Lei permite ao governo retaliar Trump de forma imediata, mesmo sem regulamentação
Para reagir ao “tarifaço” do presidente dos Estados Unidos, Donald Trump, o Brasil pode adotar de forma imediata, sem necessidade de regulamentação ou aprovação pelo Congresso, contramedidas como restrições a importações ou suspensão de concessões comerciais, investimentos e obrigações relacionadas a direitos de Propriedade Intelectual (PI). Isso é autorizado pela Lei da Reciprocidade Econômica, sancionada no último mês de abril.
Trump prometeu tarifa de 50% sobre produtos brasileiros importados pelos Estados Unidos a partir de agosto
Nesta quarta-feira (9/7), Trump anunciou uma tarifa de 50% sobre todos os produtos importados do Brasil a partir de agosto. O presidente Luiz Inácio Lula da Silva (PT) disse, em seguida, que “qualquer medida de elevação de tarifas de forma unilateral será respondida à luz da Lei brasileira de Reciprocidade Econômica”.
A ideia da norma é proteger os interesses comerciais nacionais e permitir respostas proporcionais e coordenadas a medidas unilaterais de outros países que prejudiquem os produtos, serviços e investimentos brasileiros.
“Sem dúvida é um instrumento legal que deverá ser aplicado ao caso concreto do ‘tarifaço’ imposto às importações dos EUA aos produtos brasileiros”, diz o tributarista Breno Dias de Paula.
Embora a norma exija a regulamentação para a implementação das contramedidas, seu artigo 6º prevê que, “em casos excepcionais”, o Executivo pode “adotar contramedida provisória”, com eficácia imediata.

◆ Tarefas:
A. Devolva na íntegra, sem nenhuma alteração, o texto sobre a Lei da Reciprocidade Econômica.
B. Selecione e copie cada linha das entradas que contenha a palavra “bush”, levando em conta a diferença entre maiúsculas e minúsculas.

◆ Informações fornecidas:
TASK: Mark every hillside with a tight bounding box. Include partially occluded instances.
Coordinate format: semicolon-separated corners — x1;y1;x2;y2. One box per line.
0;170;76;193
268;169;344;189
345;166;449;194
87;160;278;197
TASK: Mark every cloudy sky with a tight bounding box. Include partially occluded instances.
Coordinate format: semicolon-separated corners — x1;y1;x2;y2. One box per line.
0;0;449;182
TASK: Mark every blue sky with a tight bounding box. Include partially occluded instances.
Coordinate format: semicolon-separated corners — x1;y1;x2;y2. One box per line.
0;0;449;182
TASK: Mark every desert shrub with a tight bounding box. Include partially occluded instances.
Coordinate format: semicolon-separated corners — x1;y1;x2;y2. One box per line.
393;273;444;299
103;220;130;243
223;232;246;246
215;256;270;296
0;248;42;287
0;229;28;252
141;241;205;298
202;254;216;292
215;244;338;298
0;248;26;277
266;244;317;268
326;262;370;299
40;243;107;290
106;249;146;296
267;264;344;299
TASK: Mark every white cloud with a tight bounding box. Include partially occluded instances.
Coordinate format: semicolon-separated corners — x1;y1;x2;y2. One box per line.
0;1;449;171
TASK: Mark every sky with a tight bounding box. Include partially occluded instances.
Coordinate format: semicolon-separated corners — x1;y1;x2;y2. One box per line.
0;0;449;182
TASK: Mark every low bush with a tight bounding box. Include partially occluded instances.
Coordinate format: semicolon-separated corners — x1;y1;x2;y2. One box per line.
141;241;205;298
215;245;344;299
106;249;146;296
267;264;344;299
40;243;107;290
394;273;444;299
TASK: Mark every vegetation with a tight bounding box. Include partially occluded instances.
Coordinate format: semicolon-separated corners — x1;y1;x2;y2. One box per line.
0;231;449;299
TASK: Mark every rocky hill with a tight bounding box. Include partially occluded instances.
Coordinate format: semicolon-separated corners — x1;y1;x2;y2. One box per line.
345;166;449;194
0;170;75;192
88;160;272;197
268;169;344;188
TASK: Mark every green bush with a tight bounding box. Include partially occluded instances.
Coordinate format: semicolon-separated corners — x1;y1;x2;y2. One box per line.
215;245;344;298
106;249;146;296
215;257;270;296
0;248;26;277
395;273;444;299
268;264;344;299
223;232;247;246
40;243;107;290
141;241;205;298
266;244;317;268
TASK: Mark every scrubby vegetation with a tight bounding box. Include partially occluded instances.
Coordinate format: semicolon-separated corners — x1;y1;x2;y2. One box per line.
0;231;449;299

◆ As respostas:
A.
Lei permite ao governo retaliar Trump de forma imediata, mesmo sem regulamentação
Para reagir ao “tarifaço” do presidente dos Estados Unidos, Donald Trump, o Brasil pode adotar de forma imediata, sem necessidade de regulamentação ou aprovação pelo Congresso, contramedidas como restrições a importações ou suspensão de concessões comerciais, investimentos e obrigações relacionadas a direitos de Propriedade Intelectual (PI). Isso é autorizado pela Lei da Reciprocidade Econômica, sancionada no último mês de abril.
Trump prometeu tarifa de 50% sobre produtos brasileiros importados pelos Estados Unidos a partir de agosto
Nesta quarta-feira (9/7), Trump anunciou uma tarifa de 50% sobre todos os produtos importados do Brasil a partir de agosto. O presidente Luiz Inácio Lula da Silva (PT) disse, em seguida, que “qualquer medida de elevação de tarifas de forma unilateral será respondida à luz da Lei brasileira de Reciprocidade Econômica”.
A ideia da norma é proteger os interesses comerciais nacionais e permitir respostas proporcionais e coordenadas a medidas unilaterais de outros países que prejudiquem os produtos, serviços e investimentos brasileiros.
“Sem dúvida é um instrumento legal que deverá ser aplicado ao caso concreto do ‘tarifaço’ imposto às importações dos EUA aos produtos brasileiros”, diz o tributarista Breno Dias de Paula.
Embora a norma exija a regulamentação para a implementação das contramedidas, seu artigo 6º prevê que, “em casos excepcionais”, o Executivo pode “adotar contramedida provisória”, com eficácia imediata.

B.
TASK: Mark every low bush with a tight bounding box. Include partially occluded instances.
TASK: Mark every green bush with a tight bounding box. Include partially occluded instances.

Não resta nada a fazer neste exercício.